== Problem requirements ==
The records beneath should be printed exactly, and the pictures are to be left out.

Information provided Block Start

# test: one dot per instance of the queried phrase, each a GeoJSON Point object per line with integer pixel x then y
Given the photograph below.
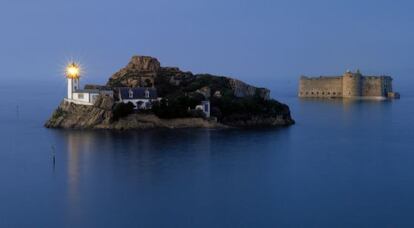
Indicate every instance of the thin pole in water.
{"type": "Point", "coordinates": [53, 156]}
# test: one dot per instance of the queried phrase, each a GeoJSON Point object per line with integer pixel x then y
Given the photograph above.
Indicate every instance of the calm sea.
{"type": "Point", "coordinates": [344, 164]}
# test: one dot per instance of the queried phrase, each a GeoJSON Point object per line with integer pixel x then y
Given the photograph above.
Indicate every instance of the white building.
{"type": "Point", "coordinates": [142, 98]}
{"type": "Point", "coordinates": [75, 94]}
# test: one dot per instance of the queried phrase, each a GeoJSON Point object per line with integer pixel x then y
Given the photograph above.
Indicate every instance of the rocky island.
{"type": "Point", "coordinates": [145, 95]}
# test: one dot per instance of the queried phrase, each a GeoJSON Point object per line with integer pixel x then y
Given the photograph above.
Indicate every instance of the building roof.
{"type": "Point", "coordinates": [137, 93]}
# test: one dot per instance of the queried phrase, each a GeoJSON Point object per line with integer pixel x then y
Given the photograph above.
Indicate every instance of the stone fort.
{"type": "Point", "coordinates": [348, 85]}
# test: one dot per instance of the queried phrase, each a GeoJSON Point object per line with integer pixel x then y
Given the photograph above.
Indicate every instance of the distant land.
{"type": "Point", "coordinates": [145, 95]}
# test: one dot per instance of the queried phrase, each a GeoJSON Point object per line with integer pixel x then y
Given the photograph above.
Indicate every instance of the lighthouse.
{"type": "Point", "coordinates": [72, 74]}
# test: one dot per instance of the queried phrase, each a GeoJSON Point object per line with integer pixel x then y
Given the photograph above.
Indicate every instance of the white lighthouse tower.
{"type": "Point", "coordinates": [72, 74]}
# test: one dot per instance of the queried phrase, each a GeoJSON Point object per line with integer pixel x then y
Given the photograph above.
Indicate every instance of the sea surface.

Information provided Block End

== Solved exercise ==
# test: one dot per instance of the queried phrase, each a GeoJSON Point object per line with integer pixel x then y
Given the photograph below.
Indicate every instance of the thin pole in water.
{"type": "Point", "coordinates": [53, 156]}
# test: one dot per instance of the queried phrase, each a GeoJSON Point object per line with integer pixel x then y
Given the photograph above.
Indicate every instance of the calm sea.
{"type": "Point", "coordinates": [344, 164]}
# test: one dot per instance of the queried phrase, each a GeoJSON Point object per line with integer pixel x then y
Given the photograph above.
Indicate every instance of the white building.
{"type": "Point", "coordinates": [142, 98]}
{"type": "Point", "coordinates": [75, 94]}
# test: one dot per instance of the queried phrase, each a GeoJSON Point object per line with integer pixel x then y
Given the photograph above.
Indicate every instance of the rocky island.
{"type": "Point", "coordinates": [145, 95]}
# test: one dot per instance of the queried phrase, each a GeoJSON Point object per line with integer pixel x then y
Given the photograph above.
Indicate every instance of the building roof.
{"type": "Point", "coordinates": [137, 93]}
# test: one dot per instance of the queried phrase, each a GeoJSON Point object per line with integer pixel x then y
Given the photograph above.
Indicate every instance of the stone fort.
{"type": "Point", "coordinates": [348, 85]}
# test: one dot per instance of the queried phrase, each a GeoJSON Point object per line with integer pixel x then y
Given the photograph above.
Indicate every instance of the distant land.
{"type": "Point", "coordinates": [145, 95]}
# test: one dot per instance of the queried phrase, each a GeoJSON Point object per line with integer pixel x then y
Given the photograph above.
Indicate every instance of the lighthouse.
{"type": "Point", "coordinates": [72, 74]}
# test: one dot per instance of the queried phrase, each a GeoJSON Point object per line with integer pixel x then y
Given the photograph above.
Indicate every instance of the white lighthouse tower.
{"type": "Point", "coordinates": [72, 74]}
# test: one dot per instance of the queried phrase, each a GeoJSON Point object per line with integer pixel x then y
Given the photograph above.
Indicate every instance of the sea surface.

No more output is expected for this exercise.